[Start of Attachment]
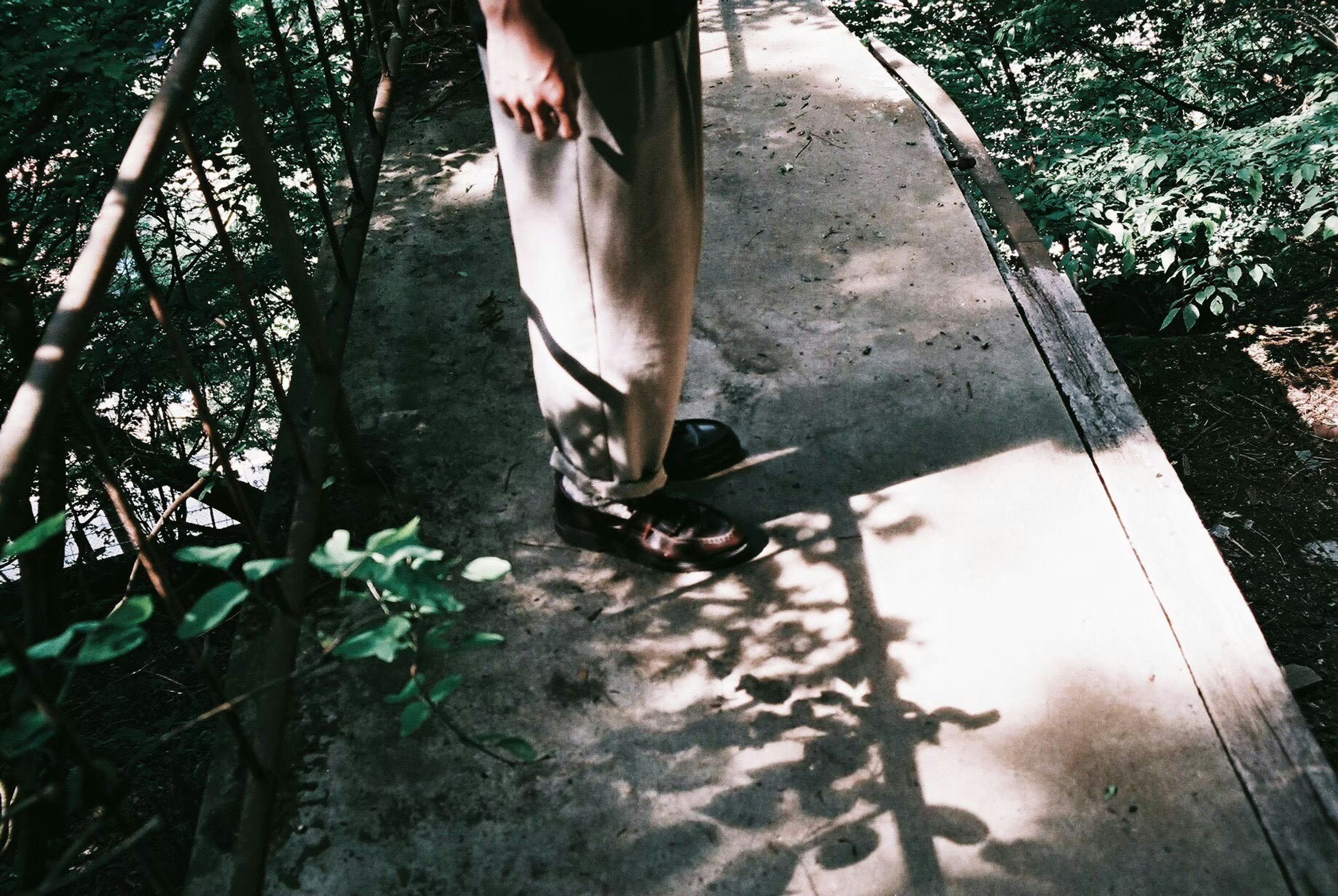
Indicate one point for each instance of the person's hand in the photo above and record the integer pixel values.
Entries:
(532, 71)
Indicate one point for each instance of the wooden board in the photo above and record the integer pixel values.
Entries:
(1289, 781)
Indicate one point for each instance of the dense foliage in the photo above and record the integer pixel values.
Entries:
(1182, 152)
(74, 82)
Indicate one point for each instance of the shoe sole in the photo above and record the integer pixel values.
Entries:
(616, 547)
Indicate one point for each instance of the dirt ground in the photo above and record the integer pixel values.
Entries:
(1242, 412)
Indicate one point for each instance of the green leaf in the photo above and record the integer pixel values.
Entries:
(257, 570)
(132, 612)
(382, 641)
(51, 648)
(438, 636)
(109, 642)
(517, 747)
(1190, 315)
(212, 609)
(336, 557)
(413, 717)
(482, 640)
(387, 541)
(27, 733)
(1313, 225)
(410, 690)
(220, 558)
(486, 569)
(435, 594)
(445, 688)
(37, 537)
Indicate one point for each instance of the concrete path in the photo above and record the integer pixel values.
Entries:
(946, 676)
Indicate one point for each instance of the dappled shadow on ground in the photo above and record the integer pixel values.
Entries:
(945, 676)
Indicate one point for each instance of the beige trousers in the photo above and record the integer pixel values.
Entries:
(608, 237)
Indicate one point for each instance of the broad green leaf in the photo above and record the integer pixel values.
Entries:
(435, 594)
(382, 641)
(220, 558)
(481, 640)
(387, 541)
(413, 717)
(486, 569)
(517, 747)
(445, 688)
(27, 733)
(109, 642)
(410, 690)
(51, 648)
(336, 557)
(257, 570)
(1190, 315)
(212, 609)
(132, 612)
(37, 537)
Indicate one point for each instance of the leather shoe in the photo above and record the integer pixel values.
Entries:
(699, 449)
(661, 531)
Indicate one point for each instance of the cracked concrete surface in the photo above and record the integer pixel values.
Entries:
(945, 676)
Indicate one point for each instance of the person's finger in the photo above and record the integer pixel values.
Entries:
(567, 112)
(543, 115)
(522, 118)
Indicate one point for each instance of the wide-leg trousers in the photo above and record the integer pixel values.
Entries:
(608, 238)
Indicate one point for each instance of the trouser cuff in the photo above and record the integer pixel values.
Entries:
(600, 491)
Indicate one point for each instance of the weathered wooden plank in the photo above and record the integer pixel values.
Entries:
(1286, 776)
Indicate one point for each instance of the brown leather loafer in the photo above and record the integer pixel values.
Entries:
(661, 531)
(699, 449)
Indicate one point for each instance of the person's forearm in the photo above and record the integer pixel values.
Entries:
(503, 13)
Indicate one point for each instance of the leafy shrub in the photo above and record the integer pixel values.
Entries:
(1179, 141)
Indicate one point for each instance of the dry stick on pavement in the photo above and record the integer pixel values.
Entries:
(304, 137)
(130, 843)
(159, 580)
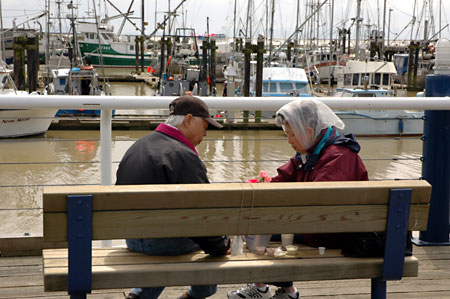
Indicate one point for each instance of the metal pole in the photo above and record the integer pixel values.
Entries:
(105, 153)
(384, 29)
(2, 38)
(389, 26)
(358, 25)
(436, 164)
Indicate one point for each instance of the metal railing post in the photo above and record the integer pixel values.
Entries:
(105, 153)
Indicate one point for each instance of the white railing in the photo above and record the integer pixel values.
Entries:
(221, 103)
(107, 103)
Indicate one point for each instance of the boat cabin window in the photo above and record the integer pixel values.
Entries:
(377, 79)
(301, 88)
(273, 87)
(286, 86)
(365, 78)
(347, 79)
(385, 79)
(355, 79)
(368, 94)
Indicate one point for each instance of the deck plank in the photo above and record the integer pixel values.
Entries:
(24, 280)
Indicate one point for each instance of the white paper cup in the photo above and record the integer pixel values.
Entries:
(287, 239)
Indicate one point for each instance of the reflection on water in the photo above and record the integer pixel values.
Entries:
(72, 157)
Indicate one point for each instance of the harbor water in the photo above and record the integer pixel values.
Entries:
(73, 158)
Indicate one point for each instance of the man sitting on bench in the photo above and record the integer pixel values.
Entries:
(321, 155)
(168, 156)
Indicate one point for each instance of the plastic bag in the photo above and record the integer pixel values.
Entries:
(237, 248)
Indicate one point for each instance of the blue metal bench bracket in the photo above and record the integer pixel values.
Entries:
(396, 234)
(395, 247)
(79, 235)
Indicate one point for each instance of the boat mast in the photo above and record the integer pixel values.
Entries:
(2, 39)
(271, 32)
(384, 30)
(47, 47)
(440, 16)
(248, 25)
(358, 25)
(58, 2)
(330, 65)
(413, 21)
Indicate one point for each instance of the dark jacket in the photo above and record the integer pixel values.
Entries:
(337, 161)
(164, 158)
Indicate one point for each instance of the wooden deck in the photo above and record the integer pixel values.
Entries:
(21, 277)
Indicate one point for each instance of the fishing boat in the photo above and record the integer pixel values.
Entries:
(359, 74)
(81, 80)
(424, 68)
(378, 121)
(117, 52)
(282, 82)
(21, 122)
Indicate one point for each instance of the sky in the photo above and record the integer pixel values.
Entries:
(194, 14)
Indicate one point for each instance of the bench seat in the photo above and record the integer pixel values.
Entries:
(123, 268)
(76, 215)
[End of Attachment]
(WHAT NEEDS TO BE DONE) Counting only lines that contain "trousers", what is the total for the entries above? Give the number alone.

(ANSWER TO THE PROBLEM) 2